Set problem: Can you transcribe every record below exactly as it appears?
....
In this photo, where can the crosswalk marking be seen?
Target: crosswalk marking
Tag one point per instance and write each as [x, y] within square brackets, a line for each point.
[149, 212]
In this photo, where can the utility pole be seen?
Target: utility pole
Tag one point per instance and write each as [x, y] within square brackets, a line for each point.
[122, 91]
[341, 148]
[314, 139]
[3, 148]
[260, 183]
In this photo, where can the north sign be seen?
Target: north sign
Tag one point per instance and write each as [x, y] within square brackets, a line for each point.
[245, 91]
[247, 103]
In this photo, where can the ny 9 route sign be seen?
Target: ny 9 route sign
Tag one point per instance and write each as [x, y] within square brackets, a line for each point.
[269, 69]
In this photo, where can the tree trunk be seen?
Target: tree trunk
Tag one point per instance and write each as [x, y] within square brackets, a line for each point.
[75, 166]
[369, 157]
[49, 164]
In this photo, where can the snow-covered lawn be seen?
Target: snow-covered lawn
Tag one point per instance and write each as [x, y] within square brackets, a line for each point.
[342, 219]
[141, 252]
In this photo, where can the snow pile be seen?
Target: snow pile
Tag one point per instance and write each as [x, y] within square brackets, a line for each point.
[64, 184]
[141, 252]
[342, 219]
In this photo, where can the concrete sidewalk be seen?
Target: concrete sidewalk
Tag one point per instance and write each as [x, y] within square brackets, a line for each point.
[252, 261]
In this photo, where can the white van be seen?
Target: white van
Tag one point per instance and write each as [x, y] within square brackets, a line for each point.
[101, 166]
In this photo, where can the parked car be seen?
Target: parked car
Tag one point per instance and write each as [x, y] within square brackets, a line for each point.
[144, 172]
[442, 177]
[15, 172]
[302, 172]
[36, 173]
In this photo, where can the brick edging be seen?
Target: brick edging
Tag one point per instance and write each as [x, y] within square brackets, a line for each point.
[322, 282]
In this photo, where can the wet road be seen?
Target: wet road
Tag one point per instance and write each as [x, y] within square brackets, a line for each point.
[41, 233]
....
Answer to the task:
In this photo, where can the crosswalk marking be seen?
Target: crosswalk marking
Tag one point per instance and write each as [x, y] within square brackets, a line for each point.
[149, 212]
In this photo, where can the utility pole be seen?
Target: utility pole
Tag one point per instance and write each as [x, y] within square brackets, a line for each point.
[122, 91]
[341, 148]
[314, 139]
[3, 148]
[260, 183]
In this photo, where can the north sign be seen?
Target: north sign
Tag one point per instance and write each as [x, y] within square brackets, a line for each point.
[245, 91]
[247, 103]
In this photo, where can the ny 9 route sign be seen?
Target: ny 9 route sign
Tag one point per instance and write each as [x, y] within square brackets, a line for each point.
[269, 69]
In this photo, where can the tree trunk be seen?
Target: tree trunk
Tag one point per instance and write each as [x, y] within square brackets, a line for each point.
[75, 166]
[369, 157]
[49, 164]
In this photo, where can the snow-covered lawn be seen?
Target: snow-covered lawn
Tag one point per instance and write each as [x, y] within square brackets, a line for each point.
[342, 219]
[141, 252]
In this photo, where can the snow pile be seen?
Target: snow pile
Tag one point per instance and write each as [x, y] within square brackets, a line for each point.
[64, 184]
[141, 252]
[342, 219]
In this photo, where can the concrete sidewalk be seen?
Target: concrete sidewalk
Tag one point per instance and write each as [x, y] within square brackets, a line for each point.
[252, 261]
In this photo, where can the white van be seen?
Target: white van
Tag one point per instance and write each as [x, y] within square brackets, a line for each point.
[101, 166]
In this photo, where can the parked car be seen?
Target: parked car
Tag one point per instance and write each as [x, y] within square brackets, a line for each point.
[144, 172]
[442, 177]
[15, 172]
[302, 172]
[36, 173]
In this photo, where can the brick edging be seen?
Target: brick edging
Tag one point per instance and write each as [x, y] within square brackets, a line for each point.
[322, 282]
In this photo, where can the wet road be seen?
Target: wet road
Tag one point per instance and write each as [x, y] within square brackets, a line for each point.
[41, 233]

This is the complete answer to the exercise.